_What you are asked to do:_ For this exercise, transcribe all of the records exactly as given.

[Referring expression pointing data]
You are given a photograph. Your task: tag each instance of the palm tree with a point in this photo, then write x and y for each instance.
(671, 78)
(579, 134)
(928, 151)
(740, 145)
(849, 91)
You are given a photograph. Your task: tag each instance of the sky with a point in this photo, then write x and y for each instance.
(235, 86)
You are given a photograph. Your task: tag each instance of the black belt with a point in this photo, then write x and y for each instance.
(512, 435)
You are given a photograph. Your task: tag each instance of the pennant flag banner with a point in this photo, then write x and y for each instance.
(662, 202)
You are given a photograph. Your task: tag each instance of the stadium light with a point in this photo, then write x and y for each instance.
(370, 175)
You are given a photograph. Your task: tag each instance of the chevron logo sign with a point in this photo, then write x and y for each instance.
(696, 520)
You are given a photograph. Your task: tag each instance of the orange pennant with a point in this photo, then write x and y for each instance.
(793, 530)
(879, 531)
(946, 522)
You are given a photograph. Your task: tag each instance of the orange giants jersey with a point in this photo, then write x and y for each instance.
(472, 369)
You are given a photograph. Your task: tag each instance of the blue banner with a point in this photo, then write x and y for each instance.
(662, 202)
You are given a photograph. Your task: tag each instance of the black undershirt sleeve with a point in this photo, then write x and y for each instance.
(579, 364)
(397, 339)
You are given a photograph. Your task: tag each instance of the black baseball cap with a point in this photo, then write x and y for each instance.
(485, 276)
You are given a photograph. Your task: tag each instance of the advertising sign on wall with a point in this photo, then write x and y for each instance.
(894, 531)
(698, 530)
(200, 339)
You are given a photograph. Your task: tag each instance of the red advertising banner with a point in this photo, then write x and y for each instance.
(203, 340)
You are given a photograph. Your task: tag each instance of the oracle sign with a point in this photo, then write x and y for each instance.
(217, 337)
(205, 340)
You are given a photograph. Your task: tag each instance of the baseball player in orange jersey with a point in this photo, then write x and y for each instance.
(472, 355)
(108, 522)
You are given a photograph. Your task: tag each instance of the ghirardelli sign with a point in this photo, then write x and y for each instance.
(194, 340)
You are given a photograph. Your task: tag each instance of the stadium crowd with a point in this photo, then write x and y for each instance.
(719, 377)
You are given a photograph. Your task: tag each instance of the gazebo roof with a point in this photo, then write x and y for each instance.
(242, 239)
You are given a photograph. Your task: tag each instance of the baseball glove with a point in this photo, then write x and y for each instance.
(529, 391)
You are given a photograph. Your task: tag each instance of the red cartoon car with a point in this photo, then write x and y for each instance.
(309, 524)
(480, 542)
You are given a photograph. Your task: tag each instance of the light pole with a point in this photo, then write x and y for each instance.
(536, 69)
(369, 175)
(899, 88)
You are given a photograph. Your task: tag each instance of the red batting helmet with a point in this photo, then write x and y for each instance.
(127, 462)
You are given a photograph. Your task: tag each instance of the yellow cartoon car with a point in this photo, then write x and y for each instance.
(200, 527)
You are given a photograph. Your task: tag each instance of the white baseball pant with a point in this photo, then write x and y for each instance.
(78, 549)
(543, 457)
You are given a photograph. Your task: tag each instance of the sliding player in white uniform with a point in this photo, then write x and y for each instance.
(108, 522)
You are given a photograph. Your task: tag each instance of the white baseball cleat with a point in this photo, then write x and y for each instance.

_Answer below:_
You are given a photograph. Your task: tag each instance of the palm tree with a point in this photo, then write x and y for each instance.
(671, 78)
(579, 134)
(928, 151)
(740, 145)
(849, 91)
You are given a photograph. Your task: tag each instance of the sky with a point in this photo, then write x and y for each instance.
(235, 86)
You are given a photograph. Your task: tag each instance of the black belt with a point in this photo, then write x and y for each instance.
(512, 435)
You are given a photograph. Your task: tag each instance of the pennant flag banner with a point in this photo, then write x and y for each instance.
(662, 202)
You are given a photograph. Your task: tag each instance of the stadium light with a point in this photo, then write x and y for each instance.
(370, 175)
You are given a photograph. Your task: tag each instance of the chevron logo sign with a point in this photo, then write x and y for each instance.
(696, 520)
You are given a photograph. Your task: tag each instance of the orange pennant with a point in this photo, then write x and y for each instance.
(793, 530)
(879, 531)
(946, 522)
You are given a photograph. Your task: tag each instance of the orange giants jersey with a point in this photo, then write x and y for each instance.
(472, 369)
You are given a photograph. Your task: tag each instance of the blue banner with a point in this photo, then write x and y for each instance.
(662, 202)
You are given a photograph. Your task: tag each instance of the black undershirt sleeve with a point in this photo, then write x and y for each instance.
(579, 364)
(397, 339)
You are given a photograph. Your task: tag each instance of the black baseball cap with a point in this photo, then write x and y for each instance.
(485, 276)
You are given a photograph. Your task: tag each instance of the advertising sign on wall with a point in this photo, then write x and y for each instance.
(894, 531)
(698, 530)
(200, 339)
You are given a photograph. Your task: tag each instance of the red advertising banner with a point in this photo, then write x and y for each instance.
(203, 340)
You are given a photograph. Your task: tag each instance of the oracle sign with a point in this photo, then write x and y for each instance.
(217, 337)
(205, 340)
You are given a photograph. Your task: tag each instance of the baseball player in orange jersey with a point in this photo, then write x and y for each instance.
(472, 355)
(108, 522)
You are given a photograph. Your task: tag each instance of the ghirardelli sign with a point in this photo, then write x and y for each instance.
(194, 340)
You are given a photograph. Your task: tag each instance of the stadium crowd with a point in this photo, then write x and y for each instance.
(719, 377)
You are given a photograph. Your task: tag each instance of the gazebo roof with a point in this photo, then write x and y for each instance.
(242, 239)
You are given a photograph. Your task: tag each instance of the baseball glove with a point in this photo, then write x and y for each instance.
(529, 391)
You are given a photograph. Your task: tag each instance of the red cartoon car with a point in this photo, then write x and y for each instance.
(309, 524)
(480, 542)
You are given a photograph. Your task: tag each instance of the light pole with a point in this photo, then write x and y for each instance.
(536, 69)
(369, 175)
(899, 88)
You are given a photograph. Your task: tag each instance of the red batting helmet with a point in this photo, then write x and y for each instance.
(127, 462)
You are given a photograph. Your task: tag each instance of the yellow cartoon car with a point in this photo, then write x and y for each instance.
(200, 527)
You are given a photograph. Your task: tag each instance of the white baseball pant with a point in this photo, then write x and y for each instance.
(78, 549)
(543, 457)
You are given a photograph. Your task: tag each instance of the sliding player in white uniform with a point in this photo, then write x and y for each instance.
(108, 522)
You are given a photograph. Your task: tag each instance of the white baseball cleat with a point in this photo, then write x and y for each instance.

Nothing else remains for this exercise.